------ DATA FOR PROCESSING ------

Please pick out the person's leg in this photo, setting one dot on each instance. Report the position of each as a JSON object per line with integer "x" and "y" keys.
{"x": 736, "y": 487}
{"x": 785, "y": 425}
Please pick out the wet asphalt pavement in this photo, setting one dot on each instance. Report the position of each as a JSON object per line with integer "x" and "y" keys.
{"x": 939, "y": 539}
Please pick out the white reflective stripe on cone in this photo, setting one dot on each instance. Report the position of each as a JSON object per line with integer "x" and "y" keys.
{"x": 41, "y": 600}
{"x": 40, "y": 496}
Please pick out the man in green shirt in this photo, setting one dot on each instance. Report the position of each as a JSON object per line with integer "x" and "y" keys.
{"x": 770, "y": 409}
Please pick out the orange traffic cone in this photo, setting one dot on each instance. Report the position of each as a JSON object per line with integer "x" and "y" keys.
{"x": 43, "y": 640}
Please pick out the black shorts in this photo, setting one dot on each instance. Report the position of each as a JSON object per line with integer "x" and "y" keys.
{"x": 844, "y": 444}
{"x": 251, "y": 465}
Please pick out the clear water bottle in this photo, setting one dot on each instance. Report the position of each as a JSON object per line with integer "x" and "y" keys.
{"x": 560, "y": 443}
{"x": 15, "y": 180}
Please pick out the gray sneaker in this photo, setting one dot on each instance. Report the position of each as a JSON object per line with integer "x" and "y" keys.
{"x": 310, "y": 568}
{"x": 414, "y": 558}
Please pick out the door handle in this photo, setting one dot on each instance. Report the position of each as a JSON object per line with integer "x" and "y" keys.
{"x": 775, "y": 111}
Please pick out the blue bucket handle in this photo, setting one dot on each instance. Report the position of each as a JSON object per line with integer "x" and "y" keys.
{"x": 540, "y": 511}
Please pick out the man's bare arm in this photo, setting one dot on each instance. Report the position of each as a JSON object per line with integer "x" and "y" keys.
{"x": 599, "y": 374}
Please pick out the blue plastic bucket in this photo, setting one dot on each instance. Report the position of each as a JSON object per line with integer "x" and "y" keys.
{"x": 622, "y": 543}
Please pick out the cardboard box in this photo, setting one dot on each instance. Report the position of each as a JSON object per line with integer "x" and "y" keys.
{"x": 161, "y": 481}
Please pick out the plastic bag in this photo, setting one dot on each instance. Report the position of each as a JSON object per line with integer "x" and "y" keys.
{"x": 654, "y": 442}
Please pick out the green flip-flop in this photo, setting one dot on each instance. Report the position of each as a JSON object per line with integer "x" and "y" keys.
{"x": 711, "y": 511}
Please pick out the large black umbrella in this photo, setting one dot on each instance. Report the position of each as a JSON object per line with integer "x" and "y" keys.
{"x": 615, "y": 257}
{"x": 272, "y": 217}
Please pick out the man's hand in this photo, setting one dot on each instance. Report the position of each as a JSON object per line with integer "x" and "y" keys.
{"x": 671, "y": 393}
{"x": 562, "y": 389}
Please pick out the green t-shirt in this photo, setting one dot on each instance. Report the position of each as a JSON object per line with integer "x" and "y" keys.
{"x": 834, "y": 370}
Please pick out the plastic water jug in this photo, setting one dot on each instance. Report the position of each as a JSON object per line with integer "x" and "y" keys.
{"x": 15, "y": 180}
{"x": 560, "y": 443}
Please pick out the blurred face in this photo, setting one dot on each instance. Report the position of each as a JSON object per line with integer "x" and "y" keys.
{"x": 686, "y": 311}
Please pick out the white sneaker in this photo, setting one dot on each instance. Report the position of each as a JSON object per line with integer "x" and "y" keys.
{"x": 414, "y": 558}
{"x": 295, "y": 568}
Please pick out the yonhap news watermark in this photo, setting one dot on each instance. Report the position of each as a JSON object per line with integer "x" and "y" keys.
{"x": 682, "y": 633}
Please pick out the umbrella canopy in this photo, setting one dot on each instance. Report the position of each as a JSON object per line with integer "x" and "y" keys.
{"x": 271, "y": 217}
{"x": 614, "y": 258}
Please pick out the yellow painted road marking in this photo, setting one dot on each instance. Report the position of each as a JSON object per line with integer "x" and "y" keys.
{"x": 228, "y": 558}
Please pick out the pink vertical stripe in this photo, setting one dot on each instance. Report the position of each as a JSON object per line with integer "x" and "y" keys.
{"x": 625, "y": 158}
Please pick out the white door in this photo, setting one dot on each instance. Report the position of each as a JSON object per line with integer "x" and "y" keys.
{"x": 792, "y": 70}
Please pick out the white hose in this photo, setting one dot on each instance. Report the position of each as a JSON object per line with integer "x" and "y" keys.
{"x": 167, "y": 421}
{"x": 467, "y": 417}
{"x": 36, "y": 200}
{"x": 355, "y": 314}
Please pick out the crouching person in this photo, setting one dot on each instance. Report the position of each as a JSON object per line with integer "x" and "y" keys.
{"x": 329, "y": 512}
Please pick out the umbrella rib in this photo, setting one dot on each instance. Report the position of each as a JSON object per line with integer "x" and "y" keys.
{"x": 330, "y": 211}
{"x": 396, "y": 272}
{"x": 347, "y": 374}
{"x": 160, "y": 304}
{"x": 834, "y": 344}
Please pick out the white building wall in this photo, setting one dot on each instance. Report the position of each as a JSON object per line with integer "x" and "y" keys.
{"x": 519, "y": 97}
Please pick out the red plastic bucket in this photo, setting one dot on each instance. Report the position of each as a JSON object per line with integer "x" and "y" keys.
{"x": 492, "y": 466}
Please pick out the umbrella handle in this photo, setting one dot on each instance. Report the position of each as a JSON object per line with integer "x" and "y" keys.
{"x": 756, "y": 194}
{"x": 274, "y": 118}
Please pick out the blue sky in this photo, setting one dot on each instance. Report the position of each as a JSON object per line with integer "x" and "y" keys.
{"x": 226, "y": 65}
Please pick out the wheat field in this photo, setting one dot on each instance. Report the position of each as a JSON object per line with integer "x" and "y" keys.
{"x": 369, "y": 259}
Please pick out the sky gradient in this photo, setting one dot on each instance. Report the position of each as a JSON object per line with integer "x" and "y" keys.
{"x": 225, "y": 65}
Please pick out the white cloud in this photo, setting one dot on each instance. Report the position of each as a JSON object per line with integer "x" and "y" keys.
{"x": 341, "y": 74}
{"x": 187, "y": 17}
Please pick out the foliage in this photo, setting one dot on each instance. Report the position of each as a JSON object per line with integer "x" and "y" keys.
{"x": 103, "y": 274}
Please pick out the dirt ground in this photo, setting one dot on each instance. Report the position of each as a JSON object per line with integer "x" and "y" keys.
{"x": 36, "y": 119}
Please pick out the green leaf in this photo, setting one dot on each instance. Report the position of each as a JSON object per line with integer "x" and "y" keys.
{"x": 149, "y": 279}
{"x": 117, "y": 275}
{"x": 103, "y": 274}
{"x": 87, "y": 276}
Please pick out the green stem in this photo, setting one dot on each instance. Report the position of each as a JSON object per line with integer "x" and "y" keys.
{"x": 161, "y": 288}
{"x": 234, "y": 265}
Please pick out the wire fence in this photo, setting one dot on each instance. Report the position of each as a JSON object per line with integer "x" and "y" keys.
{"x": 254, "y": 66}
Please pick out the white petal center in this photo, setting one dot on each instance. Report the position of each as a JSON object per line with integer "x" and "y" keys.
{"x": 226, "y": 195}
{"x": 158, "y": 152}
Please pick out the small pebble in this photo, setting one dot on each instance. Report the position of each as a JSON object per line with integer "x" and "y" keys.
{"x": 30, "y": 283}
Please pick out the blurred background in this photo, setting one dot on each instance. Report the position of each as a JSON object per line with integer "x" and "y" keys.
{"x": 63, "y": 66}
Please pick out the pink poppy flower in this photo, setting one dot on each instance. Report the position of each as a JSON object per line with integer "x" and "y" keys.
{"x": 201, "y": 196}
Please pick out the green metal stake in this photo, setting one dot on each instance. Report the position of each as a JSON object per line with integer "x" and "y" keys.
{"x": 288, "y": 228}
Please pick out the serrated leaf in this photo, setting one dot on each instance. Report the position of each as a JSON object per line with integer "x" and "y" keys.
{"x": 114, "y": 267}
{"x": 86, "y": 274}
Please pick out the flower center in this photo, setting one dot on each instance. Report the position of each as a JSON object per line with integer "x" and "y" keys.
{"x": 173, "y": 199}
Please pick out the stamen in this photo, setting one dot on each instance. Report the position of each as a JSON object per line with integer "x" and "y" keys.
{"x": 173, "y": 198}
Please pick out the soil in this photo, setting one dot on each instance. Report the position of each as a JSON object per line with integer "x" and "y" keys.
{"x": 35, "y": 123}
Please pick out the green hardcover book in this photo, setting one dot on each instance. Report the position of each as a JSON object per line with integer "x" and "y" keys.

------

- WHAT TO DO -
The span to print begins at the line containing "Please pick out the flower" and ends at the final line of the entries; print it exactly and print nothing else.

- SOLUTION TO THE EXERCISE -
Please pick out the flower center in this photo, setting one dot on each instance. Report the position of each as a JSON object per line with integer "x" and "y" keys.
{"x": 173, "y": 199}
Please pick out the stamen in this photo, setting one dot on each instance. Report the position of each as a JSON object per line with integer "x" and "y" keys.
{"x": 173, "y": 198}
Please pick out the soil in this photo, setting one dot on each instance. Report the position of each as a JSON object per line with integer "x" and "y" keys.
{"x": 35, "y": 123}
Please pick out the green hardcover book in this photo, setting one dot on each instance. Report the position of each as a JSON object per line with integer "x" and "y" keys.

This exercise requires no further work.